◆ Work to complete
If a picture appears in the records, skip it; copy everything else exactly.

◆ Data section
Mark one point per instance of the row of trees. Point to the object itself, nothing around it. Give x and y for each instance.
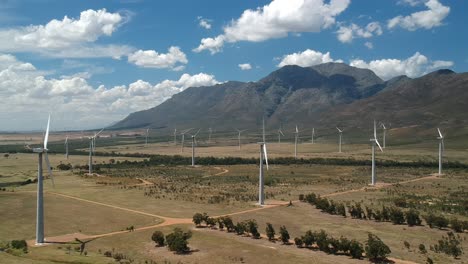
(387, 214)
(176, 241)
(375, 249)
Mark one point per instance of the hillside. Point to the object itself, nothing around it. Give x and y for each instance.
(325, 95)
(290, 94)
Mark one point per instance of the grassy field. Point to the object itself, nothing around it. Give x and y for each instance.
(120, 197)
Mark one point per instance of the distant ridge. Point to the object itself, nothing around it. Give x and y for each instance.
(321, 95)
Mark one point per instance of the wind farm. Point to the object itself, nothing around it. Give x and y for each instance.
(273, 132)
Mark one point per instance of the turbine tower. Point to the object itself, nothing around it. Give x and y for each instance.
(280, 133)
(238, 136)
(209, 134)
(146, 137)
(384, 135)
(313, 134)
(92, 147)
(261, 189)
(66, 147)
(441, 150)
(40, 193)
(183, 137)
(193, 147)
(339, 142)
(296, 134)
(374, 142)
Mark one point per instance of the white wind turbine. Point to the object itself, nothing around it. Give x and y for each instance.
(384, 134)
(92, 146)
(183, 137)
(66, 147)
(441, 150)
(146, 137)
(374, 142)
(280, 133)
(261, 189)
(296, 135)
(313, 135)
(40, 192)
(239, 135)
(193, 147)
(339, 142)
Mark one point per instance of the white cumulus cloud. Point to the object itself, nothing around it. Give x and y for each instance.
(245, 66)
(306, 58)
(276, 20)
(28, 96)
(346, 34)
(204, 23)
(413, 66)
(427, 19)
(153, 59)
(66, 35)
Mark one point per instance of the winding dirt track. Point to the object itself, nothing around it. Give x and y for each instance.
(167, 221)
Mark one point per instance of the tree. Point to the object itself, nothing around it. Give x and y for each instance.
(412, 217)
(252, 227)
(210, 221)
(397, 216)
(298, 242)
(284, 235)
(240, 228)
(422, 249)
(220, 223)
(158, 238)
(376, 248)
(456, 225)
(228, 223)
(355, 249)
(308, 238)
(449, 245)
(270, 231)
(321, 239)
(178, 240)
(197, 219)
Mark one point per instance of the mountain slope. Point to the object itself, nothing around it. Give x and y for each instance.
(291, 93)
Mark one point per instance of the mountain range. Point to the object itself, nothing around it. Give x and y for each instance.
(325, 95)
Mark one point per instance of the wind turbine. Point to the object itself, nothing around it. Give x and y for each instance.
(183, 137)
(66, 147)
(374, 142)
(40, 193)
(296, 134)
(146, 137)
(92, 146)
(263, 130)
(193, 147)
(341, 134)
(385, 133)
(441, 149)
(313, 134)
(261, 189)
(280, 133)
(238, 136)
(209, 135)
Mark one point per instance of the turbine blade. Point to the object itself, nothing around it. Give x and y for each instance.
(46, 137)
(266, 155)
(46, 157)
(375, 131)
(378, 144)
(99, 132)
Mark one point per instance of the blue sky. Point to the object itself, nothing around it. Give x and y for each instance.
(110, 58)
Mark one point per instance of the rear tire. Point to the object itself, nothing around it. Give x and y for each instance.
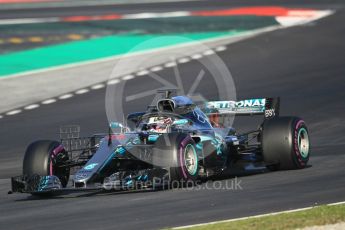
(285, 143)
(46, 158)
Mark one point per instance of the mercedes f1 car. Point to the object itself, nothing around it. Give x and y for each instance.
(175, 141)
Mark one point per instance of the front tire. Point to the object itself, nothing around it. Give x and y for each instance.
(46, 158)
(285, 143)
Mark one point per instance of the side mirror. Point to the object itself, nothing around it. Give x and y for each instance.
(115, 125)
(181, 122)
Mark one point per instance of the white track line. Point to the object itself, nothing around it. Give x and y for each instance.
(49, 101)
(220, 48)
(30, 107)
(98, 86)
(113, 81)
(196, 56)
(156, 15)
(82, 91)
(13, 112)
(169, 64)
(128, 77)
(156, 68)
(208, 52)
(142, 73)
(183, 60)
(66, 96)
(256, 216)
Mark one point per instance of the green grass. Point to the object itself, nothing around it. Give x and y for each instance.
(320, 215)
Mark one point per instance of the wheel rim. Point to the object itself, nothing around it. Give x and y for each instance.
(303, 142)
(191, 160)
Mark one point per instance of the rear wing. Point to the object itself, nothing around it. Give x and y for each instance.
(260, 106)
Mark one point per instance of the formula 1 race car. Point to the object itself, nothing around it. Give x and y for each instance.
(175, 141)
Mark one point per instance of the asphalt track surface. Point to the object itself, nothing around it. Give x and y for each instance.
(304, 65)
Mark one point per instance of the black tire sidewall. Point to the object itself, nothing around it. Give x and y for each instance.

◆ Answer section
Mark one point per instance of the row of trees. Point to the object itself, nothing around it. Give x and y for each instance.
(387, 214)
(176, 241)
(375, 249)
Mark one point per instance of the hillside. Point to the object itself, nothing around it. Give x and y for each instance.
(325, 95)
(290, 94)
Mark one point per instance of the grassy field. Point to the object itself, nothing around it. Give x and y for each instance.
(120, 197)
Mark one point per instance of the distant ridge. Point to the object itself, nothing around it. Give x and y for each instance.
(321, 95)
Mark one point per instance of the wind farm. Point to the object itself, nothing around it. Give x and y for each instance.
(273, 132)
Mark one point per instance of the turbine tower. Point to the object itself, nothing around it. Give x and y for each instance.
(280, 133)
(238, 136)
(209, 134)
(146, 137)
(384, 135)
(313, 134)
(92, 147)
(261, 189)
(66, 147)
(441, 150)
(40, 193)
(183, 137)
(193, 147)
(339, 142)
(296, 134)
(374, 142)
Mark one point per instance of the white wind turbine. Point to the object itself, nothing around it. Give x and y for each instance.
(384, 134)
(92, 146)
(183, 137)
(66, 147)
(441, 150)
(146, 137)
(374, 142)
(280, 133)
(261, 189)
(296, 135)
(313, 135)
(40, 192)
(239, 135)
(193, 147)
(339, 142)
Mark one point per instance of the white cumulus cloud. Point to the object itself, nothing around it. Give x and y for each instance.
(245, 66)
(306, 58)
(276, 20)
(28, 96)
(346, 34)
(204, 23)
(413, 66)
(427, 19)
(153, 59)
(66, 35)
Mark one point per instance of the winding dirt track. Point to the object itself, nothing around it. Give x and y for each instance.
(167, 221)
Mark one point per instance of the tree. Point to the object itself, nothing around it. Give x and y for each instance.
(412, 217)
(252, 227)
(210, 221)
(397, 216)
(298, 242)
(284, 235)
(240, 228)
(422, 249)
(220, 223)
(158, 238)
(376, 248)
(456, 225)
(228, 223)
(355, 249)
(308, 238)
(449, 245)
(270, 231)
(321, 239)
(178, 240)
(197, 219)
Mark one point per instance of the mountain slope. Point to the object itself, nothing around it. Give x and y for each instance.
(291, 93)
Mark one point per instance of the mountain range. Point to the object itself, nothing around it. Give x and y for each instance.
(325, 95)
Mark one point per instance of the wind turbine. Point to the object itself, nothing around it. Give x and y for each instance.
(183, 137)
(66, 147)
(374, 142)
(40, 193)
(296, 134)
(146, 137)
(92, 146)
(263, 130)
(193, 147)
(341, 134)
(385, 133)
(441, 149)
(313, 134)
(261, 189)
(280, 133)
(238, 136)
(209, 135)
Mark one point per instance of the turbine blade. Point to the object itself, nothing around it. Give x and y for each instance.
(46, 137)
(266, 155)
(46, 157)
(375, 131)
(378, 144)
(99, 132)
Mark one point per instance of the blue sky. Point to the object itself, nothing around it. Give x and y for each instance.
(110, 58)
Mark one point per instance of the rear tire. Point to the object itself, nothing around it. Give x and y for each instance.
(285, 143)
(46, 158)
Mark one point per instance of the mercedes f1 car. Point to the object itself, nothing around it. Give x and y for each instance.
(175, 141)
Mark one point per instance of the front tire. Point to the object itself, nothing around it. Give x and y for each instance.
(46, 158)
(285, 143)
Mark one point per instance of the side mirror. Point to the object itself, nothing around it. Give x and y for each instance.
(115, 125)
(181, 122)
Mark one point per instance of the white track line. Point to the object itself, nothing around it. Give x and y for each instance.
(49, 101)
(220, 48)
(30, 107)
(98, 86)
(113, 81)
(196, 56)
(156, 15)
(82, 91)
(13, 112)
(169, 64)
(128, 77)
(156, 68)
(208, 52)
(142, 73)
(183, 60)
(66, 96)
(256, 216)
Mark one point per instance of the green grass. Point to the object itself, nothing around it. Give x and y for each instance.
(320, 215)
Mark one point per instance of the wheel rim. Point to the object itself, nothing around it. Give x and y for each instance.
(303, 142)
(191, 160)
Mark one point per instance of the rear wing. Point to the object itself, nothing around it. Give x and y for each instance.
(260, 106)
Mark one point per instance of the formula 1 race car. Point to the object itself, nothing around it. Give x and y for each instance.
(175, 141)
Mark one point per instance of the asphalt track surface. Point to the object itself, nothing around it. Give x and y for each instance.
(304, 65)
Mark one point per instance of the black tire sidewall. Point to the object itself, nothing around it. Give x and y for each instance.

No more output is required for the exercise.